## DESCRIPTION OF THE TASK
Transcribe each line of the records below exactly, excluding any embedded images.

## RECORDED INFORMATION

•••

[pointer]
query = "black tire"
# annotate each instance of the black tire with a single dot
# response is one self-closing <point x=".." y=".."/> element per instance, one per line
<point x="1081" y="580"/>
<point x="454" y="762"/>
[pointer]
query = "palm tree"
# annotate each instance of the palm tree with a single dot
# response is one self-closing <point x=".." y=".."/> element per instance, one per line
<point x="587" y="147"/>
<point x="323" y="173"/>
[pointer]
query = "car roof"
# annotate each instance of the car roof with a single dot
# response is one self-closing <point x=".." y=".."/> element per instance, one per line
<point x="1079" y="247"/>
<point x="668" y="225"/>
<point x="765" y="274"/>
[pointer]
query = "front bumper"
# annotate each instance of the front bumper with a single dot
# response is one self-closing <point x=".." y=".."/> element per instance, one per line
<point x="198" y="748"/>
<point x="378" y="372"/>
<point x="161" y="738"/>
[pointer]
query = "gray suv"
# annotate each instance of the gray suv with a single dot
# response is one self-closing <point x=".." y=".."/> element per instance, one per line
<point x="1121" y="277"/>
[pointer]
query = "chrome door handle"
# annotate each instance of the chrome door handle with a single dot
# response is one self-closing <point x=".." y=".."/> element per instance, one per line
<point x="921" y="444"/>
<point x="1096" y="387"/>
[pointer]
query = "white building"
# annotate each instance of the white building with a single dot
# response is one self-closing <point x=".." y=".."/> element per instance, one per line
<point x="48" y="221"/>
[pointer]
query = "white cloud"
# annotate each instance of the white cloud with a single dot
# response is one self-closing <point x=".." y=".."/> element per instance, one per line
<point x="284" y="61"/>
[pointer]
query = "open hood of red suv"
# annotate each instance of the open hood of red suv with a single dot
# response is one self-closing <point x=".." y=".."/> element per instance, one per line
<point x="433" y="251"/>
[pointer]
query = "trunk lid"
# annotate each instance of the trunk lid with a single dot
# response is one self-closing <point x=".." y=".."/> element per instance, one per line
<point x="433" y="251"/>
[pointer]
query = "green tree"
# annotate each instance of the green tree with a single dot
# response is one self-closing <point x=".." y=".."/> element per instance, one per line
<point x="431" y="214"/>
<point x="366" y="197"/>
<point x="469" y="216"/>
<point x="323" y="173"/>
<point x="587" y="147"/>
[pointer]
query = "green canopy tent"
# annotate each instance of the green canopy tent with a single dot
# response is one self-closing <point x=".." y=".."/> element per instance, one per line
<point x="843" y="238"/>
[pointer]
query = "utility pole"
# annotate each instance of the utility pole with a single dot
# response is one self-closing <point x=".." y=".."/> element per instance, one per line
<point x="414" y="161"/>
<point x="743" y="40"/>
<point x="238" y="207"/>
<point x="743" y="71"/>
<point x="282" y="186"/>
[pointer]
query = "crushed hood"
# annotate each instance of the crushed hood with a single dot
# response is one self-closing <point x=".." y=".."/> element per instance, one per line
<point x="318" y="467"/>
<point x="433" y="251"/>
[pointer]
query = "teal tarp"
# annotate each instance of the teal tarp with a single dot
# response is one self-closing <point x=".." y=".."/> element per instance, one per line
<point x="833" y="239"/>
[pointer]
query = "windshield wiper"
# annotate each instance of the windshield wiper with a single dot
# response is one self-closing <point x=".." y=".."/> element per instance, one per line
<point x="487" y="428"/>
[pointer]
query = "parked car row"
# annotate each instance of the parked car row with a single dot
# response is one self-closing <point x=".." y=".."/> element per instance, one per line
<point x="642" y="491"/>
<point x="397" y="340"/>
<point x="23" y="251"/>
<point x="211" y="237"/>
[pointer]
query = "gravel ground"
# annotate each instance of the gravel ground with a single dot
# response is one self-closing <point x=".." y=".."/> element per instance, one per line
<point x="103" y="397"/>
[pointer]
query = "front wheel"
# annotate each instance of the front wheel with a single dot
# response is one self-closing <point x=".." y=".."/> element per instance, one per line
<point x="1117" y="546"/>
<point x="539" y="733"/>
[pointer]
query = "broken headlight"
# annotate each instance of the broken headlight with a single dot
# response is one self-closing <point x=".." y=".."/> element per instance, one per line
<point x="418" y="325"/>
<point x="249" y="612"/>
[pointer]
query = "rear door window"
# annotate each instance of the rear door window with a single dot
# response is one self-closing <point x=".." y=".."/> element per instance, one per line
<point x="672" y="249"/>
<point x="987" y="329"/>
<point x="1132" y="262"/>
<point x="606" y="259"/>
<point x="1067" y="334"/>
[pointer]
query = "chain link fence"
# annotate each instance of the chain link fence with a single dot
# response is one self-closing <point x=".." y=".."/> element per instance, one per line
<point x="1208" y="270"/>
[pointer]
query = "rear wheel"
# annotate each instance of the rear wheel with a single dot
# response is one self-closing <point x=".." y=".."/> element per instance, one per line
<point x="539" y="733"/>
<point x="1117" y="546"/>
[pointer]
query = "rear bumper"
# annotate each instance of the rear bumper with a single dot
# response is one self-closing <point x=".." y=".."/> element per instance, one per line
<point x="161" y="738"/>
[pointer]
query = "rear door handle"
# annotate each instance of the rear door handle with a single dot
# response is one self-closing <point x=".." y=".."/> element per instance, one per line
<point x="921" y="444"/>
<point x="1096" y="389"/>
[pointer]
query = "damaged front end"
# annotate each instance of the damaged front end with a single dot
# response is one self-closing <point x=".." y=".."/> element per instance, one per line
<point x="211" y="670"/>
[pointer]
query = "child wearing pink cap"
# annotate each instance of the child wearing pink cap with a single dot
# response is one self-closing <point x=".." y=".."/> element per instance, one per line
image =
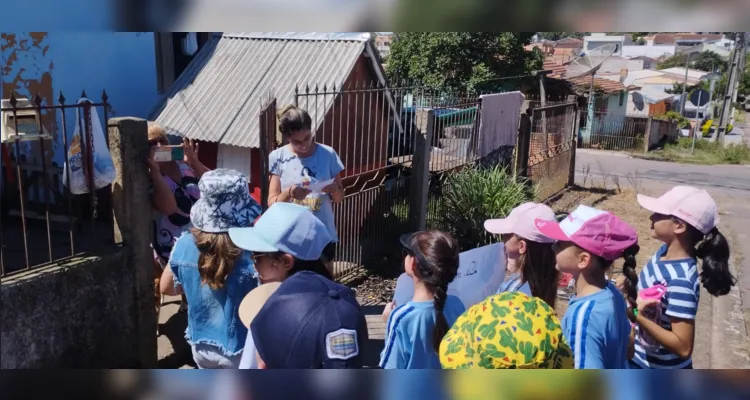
<point x="529" y="254"/>
<point x="596" y="324"/>
<point x="685" y="219"/>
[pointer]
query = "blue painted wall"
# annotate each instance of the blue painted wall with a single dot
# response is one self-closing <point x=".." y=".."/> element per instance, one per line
<point x="122" y="63"/>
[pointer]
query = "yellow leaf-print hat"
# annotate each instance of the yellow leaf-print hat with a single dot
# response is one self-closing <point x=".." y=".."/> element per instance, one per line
<point x="507" y="330"/>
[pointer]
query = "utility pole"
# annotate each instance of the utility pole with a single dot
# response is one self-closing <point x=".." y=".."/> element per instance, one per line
<point x="741" y="69"/>
<point x="734" y="72"/>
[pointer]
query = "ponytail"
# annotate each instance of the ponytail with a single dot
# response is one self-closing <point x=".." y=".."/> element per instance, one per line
<point x="441" y="324"/>
<point x="217" y="257"/>
<point x="439" y="251"/>
<point x="715" y="274"/>
<point x="631" y="278"/>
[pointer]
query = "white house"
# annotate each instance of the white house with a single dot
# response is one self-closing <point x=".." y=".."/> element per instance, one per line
<point x="600" y="39"/>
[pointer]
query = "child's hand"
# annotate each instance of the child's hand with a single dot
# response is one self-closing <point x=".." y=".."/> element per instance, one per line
<point x="388" y="310"/>
<point x="620" y="283"/>
<point x="643" y="303"/>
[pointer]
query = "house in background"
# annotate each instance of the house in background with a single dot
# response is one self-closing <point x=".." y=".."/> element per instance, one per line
<point x="610" y="99"/>
<point x="383" y="44"/>
<point x="217" y="100"/>
<point x="600" y="39"/>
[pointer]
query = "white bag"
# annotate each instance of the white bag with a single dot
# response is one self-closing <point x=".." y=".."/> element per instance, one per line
<point x="104" y="167"/>
<point x="481" y="271"/>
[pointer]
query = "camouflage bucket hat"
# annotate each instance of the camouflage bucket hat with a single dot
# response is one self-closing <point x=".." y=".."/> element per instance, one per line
<point x="507" y="330"/>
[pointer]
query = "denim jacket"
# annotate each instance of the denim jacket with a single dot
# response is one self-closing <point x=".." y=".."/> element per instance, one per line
<point x="212" y="314"/>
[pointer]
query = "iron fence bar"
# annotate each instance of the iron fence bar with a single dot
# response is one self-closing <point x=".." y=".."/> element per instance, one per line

•••

## WRITTEN SOLUTION
[pointer]
query = "black tire"
# annotate each instance of the black tire with a single dot
# response is one self-closing <point x=".." y=".."/> element per instance, one per line
<point x="1081" y="580"/>
<point x="454" y="762"/>
[pointer]
query = "palm tree"
# annotate each instance of the palm tree with a single dot
# response is one self-closing <point x=".." y=".."/> element per instance, one per line
<point x="587" y="147"/>
<point x="323" y="173"/>
[pointer]
query = "car roof"
# annotate each instance of the car roof with a single dot
# response is one self-closing <point x=".." y=".."/> element per instance, one per line
<point x="1079" y="247"/>
<point x="668" y="225"/>
<point x="765" y="274"/>
[pointer]
query = "front bumper"
# annotate each instance of the front bumper with a single dot
# response is one self-closing <point x=".." y=".."/> element per instance, one per line
<point x="198" y="748"/>
<point x="378" y="372"/>
<point x="161" y="738"/>
[pointer]
query = "gray suv"
# annotate each instance of the gray suv with a single dot
# response is one self-closing <point x=".." y=".."/> element per instance, one per line
<point x="1121" y="277"/>
[pointer]
query = "chrome door handle"
# annotate each instance of the chrome door handle with a single dot
# response is one self-closing <point x=".." y=".."/> element per instance, one per line
<point x="921" y="444"/>
<point x="1096" y="387"/>
[pointer]
query = "white building"
# annotate each instance of the white building with a single dot
# response is one self-closing <point x=".." y=".."/> element per instance, one per line
<point x="48" y="221"/>
[pointer]
query = "white cloud"
# annotate each instance of the white cloud with a single dot
# response is one self-closing <point x=".." y=".."/> element per instance, one per line
<point x="284" y="61"/>
[pointer]
query = "open hood of red suv"
# annotate each instance of the open hood of red suv with a single dot
# response is one self-closing <point x=".." y=".."/> element per instance, one per line
<point x="433" y="251"/>
[pointer]
query = "trunk lid"
# annotate each instance of the trunk lid with a single dot
# response is one self-closing <point x=".." y=".."/> element per instance, one per line
<point x="433" y="251"/>
[pointer]
query = "green tree"
# annotate each instance of the green tree with a single dot
# response is one self-closing <point x=".." y=".."/> element per instance, one per line
<point x="431" y="214"/>
<point x="366" y="197"/>
<point x="469" y="216"/>
<point x="323" y="173"/>
<point x="587" y="147"/>
[pointer]
query = "green canopy tent"
# annotate each instance of the green canopy tent with a single dot
# response is one self-closing <point x=".." y=".."/> element per instance, one per line
<point x="843" y="238"/>
[pointer]
query = "utility pole"
# annotate each instance of the utility pole with a single dot
# response is one self-closing <point x=".." y=".."/> element per instance, one per line
<point x="414" y="161"/>
<point x="743" y="40"/>
<point x="238" y="207"/>
<point x="743" y="71"/>
<point x="282" y="186"/>
[pointer]
query = "crushed hood"
# annotate each instance of the crushed hood with a single dot
# response is one self-closing <point x=".." y=".."/> element per instance, one per line
<point x="318" y="467"/>
<point x="433" y="251"/>
[pointer]
query = "teal tarp"
# annotate each instance of the teal tarp with a single dot
# response is one self-closing <point x=".." y=".."/> element per instance, one per line
<point x="833" y="239"/>
[pointer]
query = "windshield wiper"
# annotate each instance of the windshield wiper with a single dot
# response is one self-closing <point x=".." y=".."/> element per instance, one per line
<point x="487" y="428"/>
[pointer]
query = "parked car row"
# annotate each instance of the parked car row with a single dot
# response is one self-closing <point x=".." y=".."/> element per instance, one per line
<point x="642" y="491"/>
<point x="397" y="340"/>
<point x="23" y="251"/>
<point x="211" y="237"/>
[pointer]
query = "gravel ground"
# annotate each instance of the gravel ground with a single dot
# response is one self-closing <point x=".." y=".."/> element per instance, one per line
<point x="103" y="397"/>
[pointer]
query = "front wheel"
# annotate each instance of the front wheel with a single dot
# response is one self-closing <point x=".." y=".."/> element per instance, one per line
<point x="1117" y="546"/>
<point x="539" y="733"/>
[pointer]
query = "broken headlight"
# annotate each instance of the broken headlight with a single dot
# response is one self-closing <point x=".." y=".."/> element per instance, one per line
<point x="418" y="325"/>
<point x="249" y="612"/>
[pointer]
query = "rear door window"
# annotate each instance of the rear door window with a single dot
# response is one self-closing <point x=".." y=".."/> element per instance, one per line
<point x="672" y="249"/>
<point x="987" y="329"/>
<point x="1132" y="262"/>
<point x="606" y="259"/>
<point x="1067" y="334"/>
[pointer]
query = "chain link fence"
# annotate each instance of the chain link fence with a single dot
# response is one self-closing <point x=".." y=".."/> element per instance, one per line
<point x="1208" y="270"/>
[pointer]
query = "rear wheel"
# annotate each instance of the rear wheel with a single dot
# response is one self-closing <point x=".." y=".."/> element per instance, one per line
<point x="539" y="733"/>
<point x="1117" y="546"/>
[pointer]
query = "rear bumper"
# annotate each instance of the rear bumper with a single dot
# response is one self-closing <point x=".." y=".."/> element per instance, one per line
<point x="161" y="738"/>
[pointer]
query = "rear door handle"
# annotate each instance of the rear door handle with a single dot
# response is one self-closing <point x=".." y=".."/> element per instance, one per line
<point x="921" y="444"/>
<point x="1096" y="389"/>
[pointer]
query = "damaged front end"
# annotate each instance of the damaged front end with a single dot
# response is one self-closing <point x=".." y=".."/> element per instance, one per line
<point x="211" y="670"/>
[pointer]
query = "child wearing pink cap"
# annotate each instance of the child wearing pink cap with a single dot
# response is one self-closing <point x=".." y=".."/> element per instance, one per line
image =
<point x="529" y="254"/>
<point x="596" y="324"/>
<point x="685" y="219"/>
[pointer]
query = "blue painted wall"
# annotate each instance of the blue painted wall with a single dot
# response is one self-closing <point x=".." y=".."/> element per instance, one per line
<point x="122" y="63"/>
[pointer]
query = "yellow leaf-print hat"
# annotate each instance of the yellow leaf-print hat with a single dot
# response is one self-closing <point x=".." y=".."/> element per instance, one per line
<point x="507" y="330"/>
[pointer]
query = "utility pole"
# annotate each instance of the utility pole with a single dot
# response is one self-closing <point x=".." y=".."/> element per instance, one per line
<point x="741" y="69"/>
<point x="734" y="72"/>
[pointer]
query = "ponytail"
# annotate each instance of the ponytail with a single dot
# response is one self-closing <point x=".." y=".."/> element per instance, one per line
<point x="441" y="324"/>
<point x="217" y="257"/>
<point x="439" y="251"/>
<point x="715" y="274"/>
<point x="631" y="278"/>
[pointer]
query = "white house"
# annotate each instance of the white house with a single dot
# response is one self-closing <point x=".." y=".."/> element per instance, one per line
<point x="600" y="39"/>
[pointer]
query = "child's hand"
# annotate each instance of the child's hand with a single dot
# response is one self-closing <point x=".." y=".."/> element per instance, one per line
<point x="388" y="310"/>
<point x="620" y="283"/>
<point x="643" y="303"/>
[pointer]
query = "house in background"
# annotate each instance of the house in background with a single dot
# response is one self-closing <point x=".." y=".."/> element per instance, one per line
<point x="610" y="99"/>
<point x="383" y="44"/>
<point x="217" y="100"/>
<point x="600" y="39"/>
[pointer]
query = "white bag"
# annotate each instance of the white bag with a single dot
# response is one self-closing <point x=".." y=".."/> element per instance, one per line
<point x="104" y="167"/>
<point x="481" y="271"/>
[pointer]
query = "camouflage bucket hat"
# annotate each instance of the camouflage bucket hat with a single dot
# response is one self-closing <point x=".." y=".."/> element per instance, one per line
<point x="507" y="330"/>
[pointer]
query = "denim jacket"
# annotate each instance of the denim jacket with a single dot
# response is one self-closing <point x=".." y=".."/> element per instance, one per line
<point x="212" y="314"/>
[pointer]
query = "iron fence bar"
# annotate each instance of the iron fence bar with a single dot
# response is one self-closing <point x=".." y=".."/> element per instance, one per line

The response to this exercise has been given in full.